Excerpted passage:
--------------------------------

ClickHouse account creation
Generate synthetic data and load it into ClickHouse
Connect ClickHouse to Hasura
Build a secure data API with Hasura
Build an SRE assistant using LangChain via Hasura Notebook

Prerequisites

1. Hasura CLI
If this is your first time using Hasura CLI, you will need to install it.
Follow the installation instructions in this document.

2. Hasura Notebook
Follow the steps in the document to initiate your Hasura Notebook.

You will know you are ready when you are able to access the Hasura Notebook with a landing page that looks like this on your Hasura Notebook URL. Let’s get building! 🚀

Getting started with ClickHouse

Create a ClickHouse account if you don’t already have one. Login into the console and start a new service.

During service creation you will be prompted to specify from where to allow connections. For this demo application, and to simplify getting started, ensure you select “Anywhere.”

Generate synthetic data and load it into the ClickHouse DB

Launch notebook.

Open clickhouse_sre/synthetic_data.ipynb. Execute all the cells to generate the synthetic data. You’ll find a data folder generated, if not already available, under the current location with three files.

We can upload these files to ClickHouse using the file upload feature.

Review all details. The types of data will be automatically detected and a schema proposed.
Please don’t forget to define Sort key for efficient querying.
request.csv
Sort key: request_id

incident.csv
Sort key: incident_id

aggregated_server_metrics.csv
Sort key: server_id

Tables are now ready in ClickHouse with synthetic data.

Getting started with Hasura

To get started, head over to cloud.hasura.io. Create a project and then click Launch Console.

Connect ClickHouse DB to Hasura

Next, go to the Data tab to connect ClickHouse with Hasura.

Click on Data Connector Agents and then click Add Agent.

You are presented with a form that requires you to add your connector endpoint.

Follow the below commands to deploy the ClickHouse connector and fetch the endpoint.

# Create connector endpoint using Hasura CLI
hasura connector create <connector name> --github-repo-url 
https://github.com/hasura/clickhouse_gdc_v2/tree/main/

# Review logs
hasura connector logs <connector name>

# Review hosted connectors and fetch endpoint
hasura connector list

Once you have the ClickHouse connector deployed you can fill and submit the form to Connect a Data Connector Agent.

Name - name to identify the connector
URL - endpoint of your deployed connector.

Now, click Connect Database at the top of the page and select ClickHouse to connect the existing database.

Add the connection details with the database name as SRE. You can fetch the connection details from the ClickHouse console.

Now you can find the SRE ClickHouse database and track all the tables on Hasura Console.

Great, now we have the database connected to ClickHouse.

Congratulations! 🎉You are through the first part of setting up the systems. Let’s verify by heading to the API tab and executing a query to fetch records from any of the three tables.

We can see that the data is now accessible through the Hasura console.

Note how we’ve integrated ClickHouse into our data stack without writing a single line of SQL!

Setting role-based access control

Setting up granular permissions through Hasura is easy. Head to the Data tab, click on the SRE database, and then the request table.

Click on the Permissions tab, define a new role called sre, and provide select permissions. This is helpful if you have restricted content and you want SRE to access only projects that he/she is authorized to. You can do so by accepting a header called X-Hasura-Project-Id and setting up a custom check.

--------------------------------

Record excerpts:
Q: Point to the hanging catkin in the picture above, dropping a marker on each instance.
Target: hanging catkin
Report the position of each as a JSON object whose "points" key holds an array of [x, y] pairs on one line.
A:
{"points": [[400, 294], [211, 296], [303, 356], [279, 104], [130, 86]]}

--------------------------------

Task instructions:
1) In the ClickHouse and Hasura tutorial, which sort key should be defined for incident.csv?
2) Reproduce the ClickHouse and Hasura tutorial from "incident.csv" to "click Launch Console.".
3) According to the ClickHouse and Hasura tutorial, why should "Anywhere" be selected when asked where to allow connections during service creation?

Activity answers:
1) incident_id

2)
incident.csv
Sort key: incident_id

aggregated_server_metrics.csv
Sort key: server_id

Tables are now ready in ClickHouse with synthetic data.

Getting started with Hasura

To get started, head over to cloud.hasura.io. Create a project and then click Launch Console.

3) "Anywhere" should be selected because this is a demo application, and the choice simplifies getting started.